Extracted data entries:

┌──

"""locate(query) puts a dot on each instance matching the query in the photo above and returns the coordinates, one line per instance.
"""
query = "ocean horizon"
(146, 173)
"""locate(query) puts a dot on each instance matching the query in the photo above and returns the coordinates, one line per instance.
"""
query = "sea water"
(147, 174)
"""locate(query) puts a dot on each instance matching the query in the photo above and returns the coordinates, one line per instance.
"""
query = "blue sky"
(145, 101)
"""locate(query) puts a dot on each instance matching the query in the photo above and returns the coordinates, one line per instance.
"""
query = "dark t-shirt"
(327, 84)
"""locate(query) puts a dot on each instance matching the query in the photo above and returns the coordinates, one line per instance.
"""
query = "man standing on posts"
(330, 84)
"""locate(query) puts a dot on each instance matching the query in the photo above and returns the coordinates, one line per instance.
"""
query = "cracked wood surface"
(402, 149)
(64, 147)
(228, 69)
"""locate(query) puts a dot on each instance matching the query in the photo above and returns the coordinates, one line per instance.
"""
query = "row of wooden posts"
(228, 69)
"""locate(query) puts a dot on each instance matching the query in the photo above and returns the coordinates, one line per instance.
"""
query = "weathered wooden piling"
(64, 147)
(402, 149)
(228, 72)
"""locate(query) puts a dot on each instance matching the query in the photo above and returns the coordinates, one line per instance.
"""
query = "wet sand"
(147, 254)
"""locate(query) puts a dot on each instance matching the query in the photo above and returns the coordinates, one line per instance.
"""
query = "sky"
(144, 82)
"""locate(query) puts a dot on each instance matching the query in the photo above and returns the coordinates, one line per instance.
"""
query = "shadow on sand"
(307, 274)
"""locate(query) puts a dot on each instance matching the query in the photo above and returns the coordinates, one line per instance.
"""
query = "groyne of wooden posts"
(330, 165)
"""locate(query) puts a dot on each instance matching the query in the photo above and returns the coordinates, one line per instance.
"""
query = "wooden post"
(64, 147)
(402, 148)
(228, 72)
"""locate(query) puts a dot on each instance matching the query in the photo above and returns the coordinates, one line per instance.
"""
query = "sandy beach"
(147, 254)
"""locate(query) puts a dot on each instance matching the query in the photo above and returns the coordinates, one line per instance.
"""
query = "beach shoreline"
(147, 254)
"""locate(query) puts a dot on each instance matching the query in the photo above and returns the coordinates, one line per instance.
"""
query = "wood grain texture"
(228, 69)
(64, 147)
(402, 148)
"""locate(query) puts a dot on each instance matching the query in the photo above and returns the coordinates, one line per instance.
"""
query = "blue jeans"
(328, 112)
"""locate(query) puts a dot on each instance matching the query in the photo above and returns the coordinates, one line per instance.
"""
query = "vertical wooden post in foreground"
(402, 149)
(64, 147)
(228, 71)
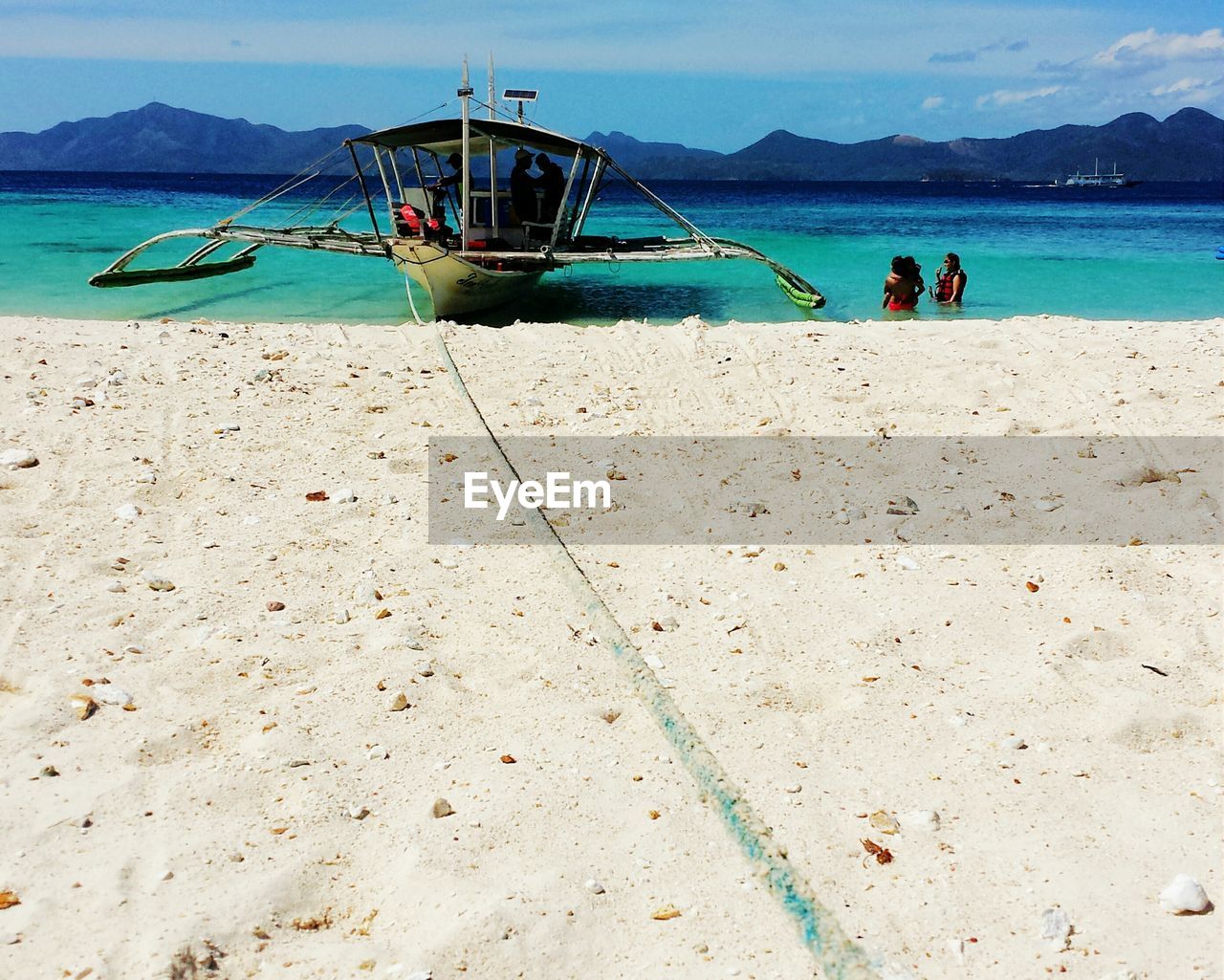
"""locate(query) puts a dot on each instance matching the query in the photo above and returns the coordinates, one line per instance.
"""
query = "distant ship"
(1096, 179)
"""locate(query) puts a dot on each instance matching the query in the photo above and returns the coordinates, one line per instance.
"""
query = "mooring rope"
(839, 957)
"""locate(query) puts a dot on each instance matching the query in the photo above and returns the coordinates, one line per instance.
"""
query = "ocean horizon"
(1114, 253)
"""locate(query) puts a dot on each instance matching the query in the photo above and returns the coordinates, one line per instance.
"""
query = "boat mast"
(466, 186)
(492, 152)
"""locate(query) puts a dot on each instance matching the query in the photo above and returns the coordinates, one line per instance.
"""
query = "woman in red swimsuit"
(904, 285)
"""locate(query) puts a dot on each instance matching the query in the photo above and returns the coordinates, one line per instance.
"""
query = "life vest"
(411, 218)
(945, 285)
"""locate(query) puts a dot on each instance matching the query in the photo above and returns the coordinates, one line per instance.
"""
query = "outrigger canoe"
(469, 252)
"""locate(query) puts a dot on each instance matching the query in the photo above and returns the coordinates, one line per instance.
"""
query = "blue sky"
(705, 73)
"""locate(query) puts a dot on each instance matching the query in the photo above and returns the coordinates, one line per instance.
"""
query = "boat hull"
(455, 285)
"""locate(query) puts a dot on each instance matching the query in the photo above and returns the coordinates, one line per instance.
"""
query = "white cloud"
(1149, 49)
(1186, 87)
(1010, 97)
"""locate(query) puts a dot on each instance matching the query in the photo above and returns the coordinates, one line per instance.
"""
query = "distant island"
(1188, 145)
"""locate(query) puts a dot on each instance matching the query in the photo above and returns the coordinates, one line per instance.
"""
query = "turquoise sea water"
(1145, 252)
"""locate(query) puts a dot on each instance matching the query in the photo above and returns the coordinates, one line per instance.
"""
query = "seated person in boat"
(453, 180)
(524, 204)
(904, 285)
(950, 280)
(411, 223)
(552, 183)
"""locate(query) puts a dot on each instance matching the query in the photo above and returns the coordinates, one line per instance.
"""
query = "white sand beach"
(258, 810)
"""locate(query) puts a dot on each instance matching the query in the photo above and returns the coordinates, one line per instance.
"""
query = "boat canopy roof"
(445, 136)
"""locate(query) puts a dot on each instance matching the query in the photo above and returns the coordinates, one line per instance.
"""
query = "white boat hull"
(455, 285)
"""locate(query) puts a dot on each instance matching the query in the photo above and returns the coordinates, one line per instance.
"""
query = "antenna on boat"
(520, 96)
(492, 153)
(492, 91)
(464, 95)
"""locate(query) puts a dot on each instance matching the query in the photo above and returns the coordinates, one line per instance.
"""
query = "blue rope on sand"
(839, 957)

└──

* WORK REQUIRED
Write every record out again exactly; no pictures belong in the copy.

* ANSWER TO THE TASK
"""locate(query) puts a dot on each instance matching the query in the photo above and returns the coordinates, one line per instance.
"""
query = "ocean horizon"
(146, 173)
"""locate(query) puts a dot on each instance matching the query in the photo above and returns the coordinates, one line per instance.
"""
query = "sea water"
(147, 174)
"""locate(query) puts a dot on each instance matching the query in the photo above and returns the coordinates, one line per instance.
"""
query = "blue sky"
(145, 101)
"""locate(query) puts a dot on each instance matching the query in the photo above and returns the coordinates, one line per instance.
"""
query = "dark t-shirt"
(327, 84)
"""locate(query) puts a dot on each instance matching the query in the photo above and returns the coordinates, one line per instance.
"""
query = "man standing on posts"
(330, 84)
"""locate(query) puts a dot on each instance matching the query in the photo above and returns the coordinates, one line per instance.
"""
query = "cracked wood surface"
(402, 149)
(64, 147)
(228, 69)
"""locate(query) puts a dot on each instance matching the query in the photo above and returns the coordinates, one line per instance.
"""
query = "row of wooden posts"
(228, 69)
"""locate(query) puts a dot on each instance matching the query in the photo above and returns the coordinates, one line per instance.
"""
query = "weathered wooden piling"
(64, 147)
(402, 149)
(228, 72)
"""locate(query) puts a dot on each instance matching the query in the photo above and returns the coordinates, one line per instance.
"""
query = "wet sand"
(147, 254)
"""locate(query) puts a dot on each instance matching the query in the photo above and returns the coordinates, one line per instance.
"""
query = "sky"
(144, 82)
"""locate(query) puts a dot on each instance matching the query in the photo above and returns the coordinates, one line per instance.
"""
query = "shadow on sand"
(307, 274)
"""locate(query) puts a dot on each instance matching the query in the photo above and returns the coordinates, one line per instance.
"""
query = "groyne of wooden posts"
(330, 165)
"""locate(query) puts a dot on each instance matching the query in the photo above and returns the coordinates, one line per instance.
"""
query = "wooden post"
(64, 147)
(402, 148)
(228, 72)
"""locate(query) puts a dot on each instance matching the query in the photo above and returns the coordinates, one line per instance.
"""
query = "sandy beach"
(147, 254)
"""locate(query) puts a dot on each instance matching the query in the photo above and returns the coordinates, one line per instance.
"""
query = "beach shoreline"
(147, 254)
"""locate(query) puts a dot on each instance matching the query in the photo above and returns the coordinates, one line per instance.
"""
query = "wood grain texture"
(228, 69)
(64, 147)
(402, 148)
"""locate(query) puts a dot on each instance matching the query in the photo above and returns the coordinates, one line per instance.
"""
query = "blue jeans"
(328, 112)
"""locate(query) puts a dot on each instance matching the query in the photo above and returns the coordinates, one line per instance.
"""
query = "vertical wooden post in foreground"
(402, 149)
(64, 147)
(228, 71)
"""locate(query) puts a dot on each instance matching the query in the photo above and returns the coordinates, one line per instance.
"""
query = "distant ship"
(1096, 179)
"""locate(query) puts a dot on each instance matching the query in the photo above and returns the coordinates, one line per instance.
"""
query = "mooring rope"
(839, 957)
"""locate(query) puts a dot on each instance matching the query in the photo above and returns the coordinates, one line per instance.
"""
query = "ocean horizon"
(1114, 253)
"""locate(query) puts a dot on each instance matching the query in the photo above and returns the coordinates, one line per instance.
"""
query = "boat mast"
(466, 186)
(492, 152)
"""locate(query) puts a dot on each instance matching the query in the photo above and returns the coordinates, one line per instance.
"""
query = "woman in red swimsuit"
(904, 285)
"""locate(query) puts a dot on each instance matching the query in the photo above and returns the coordinates, one line per instance.
"""
query = "life vest"
(411, 218)
(945, 285)
"""locate(query) puts a dot on each instance matching the query in the photo above and returns the coordinates, one line per instance.
"""
query = "outrigger canoe"
(469, 252)
"""locate(query) puts a dot on each instance matching the query in the photo above and returns the coordinates, one line per instance.
"""
query = "blue sky"
(705, 73)
"""locate(query) puts a dot on each instance matching the query in the photo above and returns the coordinates, one line per instance.
"""
query = "boat hull"
(455, 285)
"""locate(query) puts a dot on each instance matching the query in the photo above and returns the coordinates, one line per instance.
"""
query = "white cloud"
(1149, 49)
(1186, 87)
(1010, 97)
"""locate(query) puts a dot on each instance matching the query in the photo above and returns the coordinates, one line per instance.
"""
query = "distant island"
(1188, 145)
"""locate(query) puts a dot on each instance matching the query in the photo above and returns the coordinates, one line per instance.
"""
query = "turquoise sea water"
(1145, 252)
"""locate(query) puts a dot on each instance matching the query in the photo above and returns the coordinates, one line per instance.
"""
query = "seated person in boat"
(453, 180)
(524, 204)
(904, 285)
(950, 280)
(411, 223)
(552, 183)
"""locate(query) puts a dot on each instance matching the query in the photo above and returns the coordinates, one line per instance.
"""
query = "white sand beach"
(258, 810)
"""locate(query) puts a dot on each instance matching the query in the photo above and returns the coordinates, one line per instance.
"""
query = "boat canopy roof"
(445, 136)
"""locate(query) puts a dot on each instance matching the query in the photo above and returns the coordinates, one line per instance.
"""
query = "white boat hull"
(455, 285)
"""locate(query) puts a dot on each instance matching the query in the photo above and returns the coordinates, one line per instance.
"""
query = "antenna on boat"
(520, 96)
(492, 153)
(492, 91)
(464, 95)
"""locate(query) puts a dot on each instance matching the query in the photo above and returns the coordinates, one line per instance.
"""
query = "blue rope on sand"
(839, 957)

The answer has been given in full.